● RECORDED INFORMATION:
::::

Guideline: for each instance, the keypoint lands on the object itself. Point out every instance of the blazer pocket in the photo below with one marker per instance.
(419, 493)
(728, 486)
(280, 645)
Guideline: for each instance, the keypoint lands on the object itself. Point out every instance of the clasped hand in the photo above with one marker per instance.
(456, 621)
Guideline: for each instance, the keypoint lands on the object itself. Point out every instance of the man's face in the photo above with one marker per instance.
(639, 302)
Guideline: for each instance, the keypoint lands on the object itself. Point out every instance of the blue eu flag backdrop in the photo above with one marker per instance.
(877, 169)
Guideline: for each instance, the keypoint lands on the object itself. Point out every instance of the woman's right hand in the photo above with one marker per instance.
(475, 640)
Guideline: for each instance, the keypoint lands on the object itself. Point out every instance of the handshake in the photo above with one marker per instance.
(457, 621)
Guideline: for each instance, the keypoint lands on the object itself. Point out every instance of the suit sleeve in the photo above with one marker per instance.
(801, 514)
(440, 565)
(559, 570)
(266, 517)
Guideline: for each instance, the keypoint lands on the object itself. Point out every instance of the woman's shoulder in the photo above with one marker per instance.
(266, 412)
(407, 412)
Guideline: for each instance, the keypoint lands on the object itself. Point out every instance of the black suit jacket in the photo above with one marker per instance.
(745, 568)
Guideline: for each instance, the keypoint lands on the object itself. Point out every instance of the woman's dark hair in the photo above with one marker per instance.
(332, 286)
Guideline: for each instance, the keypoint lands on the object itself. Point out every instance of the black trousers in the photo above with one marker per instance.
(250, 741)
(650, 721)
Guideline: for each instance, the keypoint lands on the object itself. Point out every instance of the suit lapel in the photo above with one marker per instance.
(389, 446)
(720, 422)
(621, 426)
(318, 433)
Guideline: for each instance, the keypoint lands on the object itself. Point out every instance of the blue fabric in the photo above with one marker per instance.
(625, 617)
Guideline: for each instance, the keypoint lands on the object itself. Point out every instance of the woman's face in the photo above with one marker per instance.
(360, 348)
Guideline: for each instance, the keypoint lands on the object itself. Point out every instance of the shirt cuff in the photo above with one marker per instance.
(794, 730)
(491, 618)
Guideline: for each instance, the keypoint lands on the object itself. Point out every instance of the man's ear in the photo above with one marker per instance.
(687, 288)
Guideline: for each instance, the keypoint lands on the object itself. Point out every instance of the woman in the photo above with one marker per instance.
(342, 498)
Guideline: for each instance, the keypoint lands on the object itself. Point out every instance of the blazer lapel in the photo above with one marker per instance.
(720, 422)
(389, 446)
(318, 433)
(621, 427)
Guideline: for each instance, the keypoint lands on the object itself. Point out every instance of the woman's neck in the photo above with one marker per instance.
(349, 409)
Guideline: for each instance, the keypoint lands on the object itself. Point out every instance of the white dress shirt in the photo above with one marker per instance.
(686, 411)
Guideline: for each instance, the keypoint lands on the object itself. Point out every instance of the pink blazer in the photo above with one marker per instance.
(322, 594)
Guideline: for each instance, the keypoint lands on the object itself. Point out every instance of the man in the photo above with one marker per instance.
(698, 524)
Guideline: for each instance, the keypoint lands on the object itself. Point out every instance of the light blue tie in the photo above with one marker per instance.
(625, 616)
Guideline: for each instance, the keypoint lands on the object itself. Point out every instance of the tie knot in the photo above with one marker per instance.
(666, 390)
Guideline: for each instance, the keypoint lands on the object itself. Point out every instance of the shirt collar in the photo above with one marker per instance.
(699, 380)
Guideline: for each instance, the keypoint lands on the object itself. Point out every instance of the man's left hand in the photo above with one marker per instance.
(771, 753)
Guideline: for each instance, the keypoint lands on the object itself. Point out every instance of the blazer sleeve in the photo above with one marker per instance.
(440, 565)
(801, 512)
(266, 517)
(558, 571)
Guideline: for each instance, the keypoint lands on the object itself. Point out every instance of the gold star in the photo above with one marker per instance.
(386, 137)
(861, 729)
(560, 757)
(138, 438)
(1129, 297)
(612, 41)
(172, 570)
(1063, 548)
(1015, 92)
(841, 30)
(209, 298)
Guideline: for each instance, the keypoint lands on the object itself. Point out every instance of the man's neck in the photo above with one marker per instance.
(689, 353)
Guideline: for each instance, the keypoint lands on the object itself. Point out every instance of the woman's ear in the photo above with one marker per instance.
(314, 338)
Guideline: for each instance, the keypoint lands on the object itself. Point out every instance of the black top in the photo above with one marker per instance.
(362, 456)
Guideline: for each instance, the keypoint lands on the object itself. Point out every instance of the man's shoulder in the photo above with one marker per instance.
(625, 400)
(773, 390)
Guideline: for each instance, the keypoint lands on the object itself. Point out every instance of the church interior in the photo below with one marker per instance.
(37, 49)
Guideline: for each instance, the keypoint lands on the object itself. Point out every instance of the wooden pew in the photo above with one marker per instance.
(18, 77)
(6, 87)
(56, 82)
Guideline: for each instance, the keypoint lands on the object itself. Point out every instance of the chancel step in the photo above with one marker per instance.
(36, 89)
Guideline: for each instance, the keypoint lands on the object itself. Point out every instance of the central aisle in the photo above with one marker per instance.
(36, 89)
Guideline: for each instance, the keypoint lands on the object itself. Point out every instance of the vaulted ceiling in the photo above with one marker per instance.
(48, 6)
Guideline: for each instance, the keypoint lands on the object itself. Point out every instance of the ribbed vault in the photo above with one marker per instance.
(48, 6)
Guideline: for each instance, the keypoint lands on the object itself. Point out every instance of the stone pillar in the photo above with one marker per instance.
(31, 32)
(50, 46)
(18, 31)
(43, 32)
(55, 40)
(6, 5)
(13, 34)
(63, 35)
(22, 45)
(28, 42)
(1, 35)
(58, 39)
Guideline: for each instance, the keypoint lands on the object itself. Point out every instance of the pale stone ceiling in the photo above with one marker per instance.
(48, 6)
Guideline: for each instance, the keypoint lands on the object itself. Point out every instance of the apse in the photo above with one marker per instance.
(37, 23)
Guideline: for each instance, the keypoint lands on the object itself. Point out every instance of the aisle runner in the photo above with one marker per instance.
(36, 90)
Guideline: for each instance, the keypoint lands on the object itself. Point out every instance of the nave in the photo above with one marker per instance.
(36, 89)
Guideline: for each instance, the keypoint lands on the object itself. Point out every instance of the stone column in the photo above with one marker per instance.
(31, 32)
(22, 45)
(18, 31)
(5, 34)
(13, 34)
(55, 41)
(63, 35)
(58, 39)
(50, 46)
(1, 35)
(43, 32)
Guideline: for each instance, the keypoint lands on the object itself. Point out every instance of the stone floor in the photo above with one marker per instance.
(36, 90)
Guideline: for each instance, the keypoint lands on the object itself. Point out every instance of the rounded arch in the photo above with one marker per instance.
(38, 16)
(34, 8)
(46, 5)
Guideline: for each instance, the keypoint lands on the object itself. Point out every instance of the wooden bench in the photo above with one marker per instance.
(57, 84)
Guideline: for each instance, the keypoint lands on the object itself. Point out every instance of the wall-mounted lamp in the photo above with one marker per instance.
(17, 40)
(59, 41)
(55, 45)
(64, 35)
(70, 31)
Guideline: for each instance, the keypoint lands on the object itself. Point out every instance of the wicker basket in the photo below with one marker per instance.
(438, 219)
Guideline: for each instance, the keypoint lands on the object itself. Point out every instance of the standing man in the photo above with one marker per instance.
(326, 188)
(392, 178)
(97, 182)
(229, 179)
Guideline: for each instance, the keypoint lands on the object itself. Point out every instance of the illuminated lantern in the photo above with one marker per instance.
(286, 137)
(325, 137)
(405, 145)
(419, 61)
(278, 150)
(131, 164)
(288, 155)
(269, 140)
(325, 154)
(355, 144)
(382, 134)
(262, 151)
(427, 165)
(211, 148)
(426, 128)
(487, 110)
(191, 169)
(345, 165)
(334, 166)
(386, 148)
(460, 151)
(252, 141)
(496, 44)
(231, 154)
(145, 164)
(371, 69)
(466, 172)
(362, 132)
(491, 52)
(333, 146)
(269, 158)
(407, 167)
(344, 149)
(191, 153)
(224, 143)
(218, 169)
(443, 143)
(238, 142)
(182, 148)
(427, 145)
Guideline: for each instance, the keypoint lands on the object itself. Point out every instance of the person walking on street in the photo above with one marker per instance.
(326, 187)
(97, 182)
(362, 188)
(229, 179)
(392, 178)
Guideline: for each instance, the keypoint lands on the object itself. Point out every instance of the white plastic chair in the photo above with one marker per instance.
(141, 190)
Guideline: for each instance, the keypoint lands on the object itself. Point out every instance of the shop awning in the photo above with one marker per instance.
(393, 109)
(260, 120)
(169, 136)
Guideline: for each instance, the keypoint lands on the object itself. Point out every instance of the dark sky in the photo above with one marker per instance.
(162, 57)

::::

Please restate, exactly as written, the line that holds "of the person" and all remaining lines of the data above, and only those.

Guideline: for each instance, the keypoint lands on the object itself. Point out every instance of the person walking on street in the photo above with one marker per instance.
(326, 187)
(97, 182)
(362, 188)
(229, 179)
(392, 178)
Guideline: for each instance, the keypoint lands on the object itself. Point out every instance of the white plastic chair in the photo above with one marker per instance.
(141, 190)
Guideline: for each instance, the keypoint lands on the object itself. Point out every instance of the shop awning in the photo above with one marker per instance.
(393, 109)
(260, 120)
(169, 136)
Guideline: for each instance, the keypoint lands on the object itself. Point out every instance of the dark sky in the photo above with one marker per instance.
(162, 57)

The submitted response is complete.